ЧТО НУЖНО СДЕЛАТЬ:
a – Перепишите без изменений кусок текста о философии религии: он начинается со слов «Право на существование» и кончается словами «культуры в целом.».
b – Какое привычное представление о религии преодолели немецкие философы, согласно тексту о философии религии?

ВЫБРАННЫЙ ТЕКСТ:
►

Право на существование немецкая классическая философия религии подтвердила значимостью и ценностью добытых результатов. Благодаря Канту, Фихте, Шеллингу и Гегелю знания о религии дали чрезвычайно много для осмысления её как реально существующего в человеческой жизни явления, и можно даже сказать – для понимания проблем культуры в целом.

Итак, предпосылкой развития философии религии стало убеждение в том, что религию можно и нужно исследовать как некую человеческую реальность, доступную теоретическому анализу. Другими словами, немецкими философами было преодолено традиционное представление о религии как сфере духовной деятельности человека, принципиально недоступной для рационального познания.

Подобно явлениям природы и истории в целом, подобно морали или искусству религия поддаётся научному исследованию. При этом необходимо отметить, что научное знание о религии является объективным и этим отличается от чисто оценочного, идеологического знания, нацеленного в основном на то, чтобы дать либо положительный, либо негативный образ религии (См.: Там же. – С. 10).

Таким образом, философия религии по идее не должна брать на себя функции защиты религии, апологетики или, напротив, голого отрицания. Философия религии по большому счёту не должна быть ни религиозной, ни антирелигиозной. Ведь среди учёных, создавших философские концепции религии, всегда были как верующие, так и неверующие. Задача учёного, его основное предназначение не совпадает с назначением религиозного проповедника или атеистического критика религии. Ведь главное – поиск истины, а не обладание ею.

◄

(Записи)
►

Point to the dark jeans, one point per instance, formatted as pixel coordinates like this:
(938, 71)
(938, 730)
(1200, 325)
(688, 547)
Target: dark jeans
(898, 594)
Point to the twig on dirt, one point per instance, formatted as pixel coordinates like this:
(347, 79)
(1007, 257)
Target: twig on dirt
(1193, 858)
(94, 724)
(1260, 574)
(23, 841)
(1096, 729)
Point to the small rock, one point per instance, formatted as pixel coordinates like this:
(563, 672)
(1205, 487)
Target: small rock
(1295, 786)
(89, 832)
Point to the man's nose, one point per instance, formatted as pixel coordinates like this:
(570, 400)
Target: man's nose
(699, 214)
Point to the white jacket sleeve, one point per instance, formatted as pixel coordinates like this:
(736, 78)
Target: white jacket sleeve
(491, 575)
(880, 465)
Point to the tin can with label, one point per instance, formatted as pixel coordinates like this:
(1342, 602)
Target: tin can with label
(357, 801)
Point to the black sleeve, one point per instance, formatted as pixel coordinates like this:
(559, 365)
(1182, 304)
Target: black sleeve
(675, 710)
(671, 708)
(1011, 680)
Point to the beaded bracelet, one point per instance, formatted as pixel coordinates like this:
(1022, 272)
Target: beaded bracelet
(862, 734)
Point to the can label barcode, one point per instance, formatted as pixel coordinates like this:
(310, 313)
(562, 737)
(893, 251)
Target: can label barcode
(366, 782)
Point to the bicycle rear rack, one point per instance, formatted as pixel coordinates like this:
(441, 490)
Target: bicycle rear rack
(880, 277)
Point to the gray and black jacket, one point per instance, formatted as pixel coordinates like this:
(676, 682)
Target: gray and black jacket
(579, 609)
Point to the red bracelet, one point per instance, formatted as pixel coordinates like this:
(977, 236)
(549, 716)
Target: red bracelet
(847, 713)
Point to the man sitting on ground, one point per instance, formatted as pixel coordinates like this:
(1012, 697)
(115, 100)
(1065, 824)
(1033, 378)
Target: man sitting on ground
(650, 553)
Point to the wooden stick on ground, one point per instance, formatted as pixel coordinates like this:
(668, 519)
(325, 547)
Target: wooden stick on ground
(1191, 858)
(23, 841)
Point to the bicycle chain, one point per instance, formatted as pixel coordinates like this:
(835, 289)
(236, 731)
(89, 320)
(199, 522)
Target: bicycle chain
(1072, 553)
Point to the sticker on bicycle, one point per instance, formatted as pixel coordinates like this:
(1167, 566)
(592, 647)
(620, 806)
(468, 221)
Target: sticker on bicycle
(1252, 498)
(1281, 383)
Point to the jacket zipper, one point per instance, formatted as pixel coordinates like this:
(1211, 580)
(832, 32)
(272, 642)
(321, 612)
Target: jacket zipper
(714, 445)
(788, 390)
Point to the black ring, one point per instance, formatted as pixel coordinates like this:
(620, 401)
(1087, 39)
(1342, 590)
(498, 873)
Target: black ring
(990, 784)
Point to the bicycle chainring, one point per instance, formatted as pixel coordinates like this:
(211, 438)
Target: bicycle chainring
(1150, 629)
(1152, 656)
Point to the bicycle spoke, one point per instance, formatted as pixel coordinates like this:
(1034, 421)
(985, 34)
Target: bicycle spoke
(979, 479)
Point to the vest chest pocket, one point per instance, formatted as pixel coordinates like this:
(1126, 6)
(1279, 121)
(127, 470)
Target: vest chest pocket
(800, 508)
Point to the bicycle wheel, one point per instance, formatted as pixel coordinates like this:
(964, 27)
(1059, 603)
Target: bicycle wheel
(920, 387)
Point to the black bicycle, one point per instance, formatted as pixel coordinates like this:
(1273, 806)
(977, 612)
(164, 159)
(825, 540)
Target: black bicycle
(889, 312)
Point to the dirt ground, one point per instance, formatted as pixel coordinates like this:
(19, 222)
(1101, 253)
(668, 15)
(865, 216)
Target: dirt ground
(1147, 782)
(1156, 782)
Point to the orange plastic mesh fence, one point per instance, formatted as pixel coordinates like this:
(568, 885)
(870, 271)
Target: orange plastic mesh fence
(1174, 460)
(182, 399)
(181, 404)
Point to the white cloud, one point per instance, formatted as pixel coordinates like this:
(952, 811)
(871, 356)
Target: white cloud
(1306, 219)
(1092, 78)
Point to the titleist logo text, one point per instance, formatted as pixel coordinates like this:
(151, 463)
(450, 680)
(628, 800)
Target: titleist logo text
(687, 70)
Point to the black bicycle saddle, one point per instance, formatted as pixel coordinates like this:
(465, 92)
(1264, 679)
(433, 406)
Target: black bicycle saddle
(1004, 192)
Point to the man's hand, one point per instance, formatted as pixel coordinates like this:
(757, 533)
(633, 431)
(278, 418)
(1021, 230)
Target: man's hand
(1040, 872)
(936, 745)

◄

ОТВЕТЫ К ЗАДАНИЯМ:
a –
Право на существование немецкая классическая философия религии подтвердила значимостью и ценностью добытых результатов. Благодаря Канту, Фихте, Шеллингу и Гегелю знания о религии дали чрезвычайно много для осмысления её как реально существующего в человеческой жизни явления, и можно даже сказать – для понимания проблем культуры в целом.

b – Представление о религии как сфере духовной деятельности человека, принципиально недоступной для рационального познания.